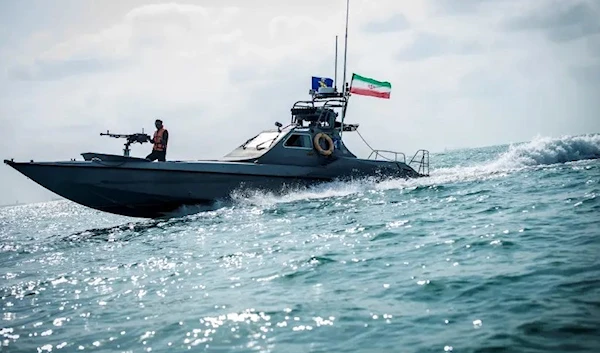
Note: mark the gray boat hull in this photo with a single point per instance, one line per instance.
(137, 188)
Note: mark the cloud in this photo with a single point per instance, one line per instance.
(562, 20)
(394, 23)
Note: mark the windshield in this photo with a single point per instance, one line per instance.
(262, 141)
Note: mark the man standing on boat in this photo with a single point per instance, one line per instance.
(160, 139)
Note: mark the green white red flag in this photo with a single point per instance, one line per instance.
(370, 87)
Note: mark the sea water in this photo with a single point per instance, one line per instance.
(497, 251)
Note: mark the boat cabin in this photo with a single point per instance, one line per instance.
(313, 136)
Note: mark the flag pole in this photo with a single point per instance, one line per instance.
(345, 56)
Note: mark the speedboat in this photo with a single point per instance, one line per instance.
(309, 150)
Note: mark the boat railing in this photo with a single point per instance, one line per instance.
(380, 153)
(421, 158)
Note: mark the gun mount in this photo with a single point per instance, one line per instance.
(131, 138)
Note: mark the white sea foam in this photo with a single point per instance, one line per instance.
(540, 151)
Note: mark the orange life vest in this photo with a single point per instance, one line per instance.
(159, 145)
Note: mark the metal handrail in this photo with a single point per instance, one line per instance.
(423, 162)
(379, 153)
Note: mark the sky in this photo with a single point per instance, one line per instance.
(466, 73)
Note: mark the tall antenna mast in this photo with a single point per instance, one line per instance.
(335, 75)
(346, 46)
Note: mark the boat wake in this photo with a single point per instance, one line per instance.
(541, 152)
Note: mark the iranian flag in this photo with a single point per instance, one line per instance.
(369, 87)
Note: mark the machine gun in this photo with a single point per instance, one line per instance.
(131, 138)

**Assignment:**
Everything in the entries must come back exactly, except the pictures.

**Answer to the exercise:**
Note: mark the gray boat hull in this photo with a single point per instance, one line per instance.
(137, 188)
Note: mark the cloud in this photo with a single point per instance, one line per instance.
(562, 20)
(394, 23)
Note: mark the windshield in this photo with a single point per instance, one line per instance.
(262, 141)
Note: mark the man standing on boat in this photo with a single point per instance, one line per instance.
(160, 139)
Note: mark the green white red flag in this photo with a single point per instance, one line per instance.
(370, 87)
Note: mark the sea water in this photo with a single point per instance, one line per instance.
(497, 251)
Note: mark the boat cabin in this photo with a single point per instance, one line per instance.
(313, 136)
Note: mark the flag pole in this photo with a single point per instance, one line per instance.
(345, 56)
Note: mark the speedboat in this photo with a single point per instance, one line per instance.
(309, 150)
Note: mark the boat railing in this photo with a single point per instance, one line per instance.
(380, 153)
(421, 158)
Note: mark the gun mount in this photo with a single point per instance, one line per instance.
(131, 138)
Note: mark the white sea foam in this photo with a single point per instance, one line per instance.
(540, 151)
Note: mark the orange life vest in this photo with a single point per instance, one line per instance.
(159, 145)
Note: mark the metal handrail in this photo with a single point per instance, one line per instance.
(423, 162)
(379, 153)
Note: mark the sky in this photo with a single point per instance, one line per instance.
(466, 73)
Note: mark the tall antenna mast in this photo with a single point per instance, one line per instance.
(335, 75)
(346, 46)
Note: mark the boat wake in this photo with a single point per instance, one line per instance.
(541, 152)
Note: mark the iranian flag in this photo with a single point per instance, one line per instance.
(369, 87)
Note: mark the machine gun in this photo with a single point per instance, one line per instance.
(131, 138)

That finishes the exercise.